▶ Task directions: Write out every one of the following rows word for word, without changing anything.
# # # # # # #
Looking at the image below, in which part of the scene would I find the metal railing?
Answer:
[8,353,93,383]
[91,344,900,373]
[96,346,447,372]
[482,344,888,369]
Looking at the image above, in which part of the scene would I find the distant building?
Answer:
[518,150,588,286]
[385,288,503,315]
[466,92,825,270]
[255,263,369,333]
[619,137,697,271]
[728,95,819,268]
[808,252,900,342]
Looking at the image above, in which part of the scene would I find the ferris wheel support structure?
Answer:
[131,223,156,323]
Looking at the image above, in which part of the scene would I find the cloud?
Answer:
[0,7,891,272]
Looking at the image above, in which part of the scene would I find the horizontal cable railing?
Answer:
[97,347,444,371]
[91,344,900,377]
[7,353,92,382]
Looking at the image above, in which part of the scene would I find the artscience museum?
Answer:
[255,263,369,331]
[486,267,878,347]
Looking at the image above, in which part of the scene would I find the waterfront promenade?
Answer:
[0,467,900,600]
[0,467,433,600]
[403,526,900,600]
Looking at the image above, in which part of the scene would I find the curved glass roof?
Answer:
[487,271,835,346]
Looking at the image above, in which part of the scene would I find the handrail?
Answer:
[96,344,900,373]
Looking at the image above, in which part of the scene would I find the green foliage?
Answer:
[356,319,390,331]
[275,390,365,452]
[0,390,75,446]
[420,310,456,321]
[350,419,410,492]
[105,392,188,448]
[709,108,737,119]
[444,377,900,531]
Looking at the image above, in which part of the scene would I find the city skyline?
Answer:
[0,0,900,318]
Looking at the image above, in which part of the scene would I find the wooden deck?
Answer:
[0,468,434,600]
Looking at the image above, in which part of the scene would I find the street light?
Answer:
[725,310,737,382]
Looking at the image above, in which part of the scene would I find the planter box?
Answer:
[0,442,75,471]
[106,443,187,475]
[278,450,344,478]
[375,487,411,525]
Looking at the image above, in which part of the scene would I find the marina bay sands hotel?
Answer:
# # # # # # #
▶ Task output:
Looking at the image below, in which part of the scene would I find the metal railing?
Answer:
[8,353,93,383]
[91,344,900,373]
[96,346,447,372]
[482,344,888,369]
Looking at the image above, in which part of the scene would I find the distant building?
Answer:
[518,150,588,286]
[385,288,503,315]
[466,92,825,270]
[255,263,369,333]
[619,137,697,271]
[728,95,819,268]
[808,252,900,342]
Looking at the image above, in which part of the scene would I find the ferris wheel support structure?
Answer:
[131,223,156,323]
Looking at the image above, in which part of the scene would I find the cloud?
Answer:
[0,7,891,272]
Looking at the image above, in which part of the scene would I find the horizontal cable railing?
Answer:
[97,347,444,371]
[91,344,900,377]
[7,353,92,382]
Looking at the image above, in which part of the scene would I find the artscience museum?
Answer:
[255,263,369,331]
[486,267,878,347]
Looking at the image above, in which part of the scene would I find the waterfront promenade?
Answer:
[0,467,900,600]
[0,467,433,600]
[403,526,900,600]
Looking at the image above, in which part of the scene would I find the curved glass roof?
Answer:
[487,271,835,346]
Looking at the image above, in which part of the scene would I find the handrail?
Answer:
[96,344,900,373]
Looking at the image above, in which part of the scene would I find the green foliage?
Answer:
[356,319,390,331]
[275,390,365,452]
[0,390,75,446]
[420,310,456,321]
[350,419,410,492]
[105,392,188,448]
[709,108,737,119]
[444,377,900,531]
Looking at the image above, in which part of the scene would I find the city skyline?
Answer:
[0,0,900,318]
Looking at the image above, in which part of the scene would I find the wooden deck?
Answer:
[0,468,434,600]
Looking at the image above, in which part of the scene would I find the street light?
Answer:
[725,310,737,382]
Looking at the image above, in which part of the scene would I find the planter box?
Answer:
[0,442,75,471]
[106,443,187,475]
[278,450,344,478]
[375,487,411,525]
Looking at the image above, in which part of the scene would I find the marina bay sands hotel?
Answer:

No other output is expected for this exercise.